▶ **作業指示**: 次のデータを最初から最後まで、一字一句変えずに書き写しなさい。

▶ **提供データ**:
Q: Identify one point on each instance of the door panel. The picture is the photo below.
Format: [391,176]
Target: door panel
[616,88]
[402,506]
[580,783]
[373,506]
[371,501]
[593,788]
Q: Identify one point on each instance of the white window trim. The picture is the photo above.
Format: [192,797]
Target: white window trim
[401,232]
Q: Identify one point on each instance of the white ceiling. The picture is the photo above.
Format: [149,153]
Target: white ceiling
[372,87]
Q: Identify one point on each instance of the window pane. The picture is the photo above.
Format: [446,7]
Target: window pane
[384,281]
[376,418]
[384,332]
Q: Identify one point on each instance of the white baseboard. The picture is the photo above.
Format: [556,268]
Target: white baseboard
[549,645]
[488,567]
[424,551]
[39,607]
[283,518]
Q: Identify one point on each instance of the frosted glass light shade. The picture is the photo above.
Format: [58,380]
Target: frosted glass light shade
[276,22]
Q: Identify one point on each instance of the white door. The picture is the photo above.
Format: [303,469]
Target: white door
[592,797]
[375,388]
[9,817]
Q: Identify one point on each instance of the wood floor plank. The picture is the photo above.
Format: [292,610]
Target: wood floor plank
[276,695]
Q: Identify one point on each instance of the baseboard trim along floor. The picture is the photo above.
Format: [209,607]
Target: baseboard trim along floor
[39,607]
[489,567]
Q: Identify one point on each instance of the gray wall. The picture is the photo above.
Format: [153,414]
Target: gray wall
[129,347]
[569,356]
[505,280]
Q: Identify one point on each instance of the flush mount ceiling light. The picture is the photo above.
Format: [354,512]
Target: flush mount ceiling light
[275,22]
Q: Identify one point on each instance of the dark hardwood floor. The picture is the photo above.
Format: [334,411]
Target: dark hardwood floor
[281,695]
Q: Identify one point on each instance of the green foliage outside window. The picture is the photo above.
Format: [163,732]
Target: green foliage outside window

▶ **問題の解答**:
Q: Identify one point on each instance of the door panel. The picture is the photo below.
Format: [391,176]
Target: door panel
[616,88]
[402,506]
[580,783]
[373,506]
[371,501]
[593,788]
Q: Identify one point on each instance of the white window trim. The picture is the photo above.
Format: [192,797]
Target: white window trim
[401,232]
Q: Identify one point on each instance of the white ceiling. The picture is the photo above.
Format: [149,153]
Target: white ceiling
[372,87]
Q: Identify one point on each instance of the window pane. The picture is the photo above.
Format: [446,7]
Target: window pane
[384,281]
[376,418]
[384,332]
Q: Identify one point on each instance of the white baseboard. The picture is the photo above.
Format: [556,268]
Target: white baseboard
[549,645]
[488,567]
[424,551]
[39,607]
[283,518]
Q: Identify one point on each instance of the frosted glass light shade. The picture is the photo above.
Format: [58,380]
Target: frosted glass light shade
[276,22]
Q: Identify one point on each instance of the white door. The picture is the photo above.
Format: [303,469]
Target: white door
[592,797]
[375,388]
[9,817]
Q: Identify one point on each instance of the wood floor plank. The picture is the photo above.
Format: [292,610]
Target: wood floor plank
[276,695]
Q: Identify one point on each instance of the baseboard trim along floor. The picture is the photo above.
Format: [209,607]
Target: baseboard trim along floor
[39,607]
[489,567]
Q: Identify one point on each instance of the gray wall. The picture is the photo above.
Format: [153,414]
Target: gray wall
[129,347]
[569,356]
[505,280]
Q: Identify one point on each instance of the flush mount ceiling light. The picture is the photo above.
Format: [354,512]
Target: flush mount ceiling light
[275,22]
Q: Identify one point on each instance of the dark hardwood floor. The picture is the photo above.
Format: [334,411]
Target: dark hardwood floor
[281,695]
Q: Identify one point on each instance of the green foliage outside window. The picture is the photo above.
Format: [163,732]
Target: green foliage outside window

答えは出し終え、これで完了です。